TEXT EXTRACT
####

If we pick an appropriate value for the “not alive anymore” penalty, then it won’t be so large as to outweigh all other considerations, but enough that situations with unnecessary death will be evaluated as clearly worse than ones where that death could have been prevented.
Under your solution, every life created implies infinite negative utility. Due to thermodynamics or whatever (big rip? other cosmological disaster that happens before heat death?) we can’t keep anyone alive forever. No matter how slow the rate of disutility accumulation, the infinite time after the end of all sentience makes it dominate everything else.
If I understand you correctly, then your solution is that the utility function actually changes every time someone is created, so before that person is created, you don’t care about their death. One weird result of this is that if there will soon be a factory that rapidly creates and then painlessly destroys people, we don’t object (And while the factory is running, we are feeling terrible about everything that has happened in it so far, but we still don’t care to stop it). Or to put it in less weird terms, we won’t object to spreading some kind of poison which affects newly developing zygotes, reducing their future lifespan painlessly.
There’s also the incentive for an agent with this system to self-modify to stop changing their utility function over time.
No matter how slow the rate of disutility accumulation, the infinite time after the end of all sentience makes it dominate everything else.
That’s true, but note that if e.g. 20 billion people have died up to this point, then that penalty of −20 billion gets applied equally to every possibly future state, so it won’t alter the relative ordering of those states. So the fact that we’re getting an infinite amount of disutility from people who are already dead isn’t a problem.
Though now that you point it out, it is a problem that, under this model, creating a person who you don’t expect to live forever has a very high (potentially infinite) disutility. Yeah, that breaks this suggestion. Only took a couple of hours, that’s ethics for you. :)
If I understand you correctly, then your solution is that the utility function actually changes every time someone is created, so before that person is created, you don’t care about their death.
That’s an interesting idea, but it wasn’t what I had in mind. As you point out, there are some pretty bad problems with that model.

####

RECORD EXTRACTS
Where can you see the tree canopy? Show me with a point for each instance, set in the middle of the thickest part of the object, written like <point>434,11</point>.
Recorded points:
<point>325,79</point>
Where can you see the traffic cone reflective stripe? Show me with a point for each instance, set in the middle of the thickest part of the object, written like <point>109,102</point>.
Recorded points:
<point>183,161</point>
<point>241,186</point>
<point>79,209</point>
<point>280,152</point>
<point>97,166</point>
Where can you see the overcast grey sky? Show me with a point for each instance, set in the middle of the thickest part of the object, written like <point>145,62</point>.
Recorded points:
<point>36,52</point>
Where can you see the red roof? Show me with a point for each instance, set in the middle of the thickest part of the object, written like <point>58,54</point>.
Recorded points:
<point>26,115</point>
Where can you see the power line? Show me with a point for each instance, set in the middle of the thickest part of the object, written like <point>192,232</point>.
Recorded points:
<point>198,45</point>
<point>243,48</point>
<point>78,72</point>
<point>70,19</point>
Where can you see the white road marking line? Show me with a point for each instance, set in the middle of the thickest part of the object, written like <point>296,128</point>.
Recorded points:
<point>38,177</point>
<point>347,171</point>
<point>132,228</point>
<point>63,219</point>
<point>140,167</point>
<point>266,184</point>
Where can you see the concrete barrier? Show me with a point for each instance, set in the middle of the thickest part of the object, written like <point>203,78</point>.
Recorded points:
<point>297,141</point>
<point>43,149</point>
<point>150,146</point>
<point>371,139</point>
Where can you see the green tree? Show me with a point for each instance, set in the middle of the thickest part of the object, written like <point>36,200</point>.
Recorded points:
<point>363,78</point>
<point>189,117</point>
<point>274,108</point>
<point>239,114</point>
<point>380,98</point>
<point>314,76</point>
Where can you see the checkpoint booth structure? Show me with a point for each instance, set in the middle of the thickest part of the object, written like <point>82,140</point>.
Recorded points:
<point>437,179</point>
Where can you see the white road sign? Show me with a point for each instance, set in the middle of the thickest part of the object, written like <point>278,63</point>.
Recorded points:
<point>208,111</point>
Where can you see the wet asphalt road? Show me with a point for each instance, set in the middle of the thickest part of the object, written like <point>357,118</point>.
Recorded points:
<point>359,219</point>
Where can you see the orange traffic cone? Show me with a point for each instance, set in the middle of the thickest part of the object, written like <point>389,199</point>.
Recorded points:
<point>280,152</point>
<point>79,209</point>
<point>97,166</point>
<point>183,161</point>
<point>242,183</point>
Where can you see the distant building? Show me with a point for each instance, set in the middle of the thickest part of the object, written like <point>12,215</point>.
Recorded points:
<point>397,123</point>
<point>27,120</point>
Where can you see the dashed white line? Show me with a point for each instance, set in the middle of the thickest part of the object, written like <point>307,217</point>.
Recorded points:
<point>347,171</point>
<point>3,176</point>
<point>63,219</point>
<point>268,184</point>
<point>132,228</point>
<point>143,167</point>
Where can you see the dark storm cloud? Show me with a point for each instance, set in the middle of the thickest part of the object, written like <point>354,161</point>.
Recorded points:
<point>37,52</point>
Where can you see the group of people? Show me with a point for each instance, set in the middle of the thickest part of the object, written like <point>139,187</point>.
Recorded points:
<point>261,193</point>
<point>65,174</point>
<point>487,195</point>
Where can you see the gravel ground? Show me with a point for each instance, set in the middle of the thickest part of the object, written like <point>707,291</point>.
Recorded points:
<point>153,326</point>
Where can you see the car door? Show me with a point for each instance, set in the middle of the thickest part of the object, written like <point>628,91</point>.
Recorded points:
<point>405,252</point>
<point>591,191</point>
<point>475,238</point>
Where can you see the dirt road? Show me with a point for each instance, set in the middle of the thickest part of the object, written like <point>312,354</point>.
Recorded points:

####

STATED PROBLEM 1
In the discussion on utility, what incentive does an agent with this system have?
STATED PROBLEM 2
Quote the discussion on utility from "That’s true, but" up to and including "for you. :)".

TASK OUTPUT 1
To self-modify so that it stops changing its utility function over time.

TASK OUTPUT 2
That’s true, but note that if e.g. 20 billion people have died up to this point, then that penalty of −20 billion gets applied equally to every possibly future state, so it won’t alter the relative ordering of those states. So the fact that we’re getting an infinite amount of disutility from people who are already dead isn’t a problem.
Though now that you point it out, it is a problem that, under this model, creating a person who you don’t expect to live forever has a very high (potentially infinite) disutility. Yeah, that breaks this suggestion. Only took a couple of hours, that’s ethics for you. :)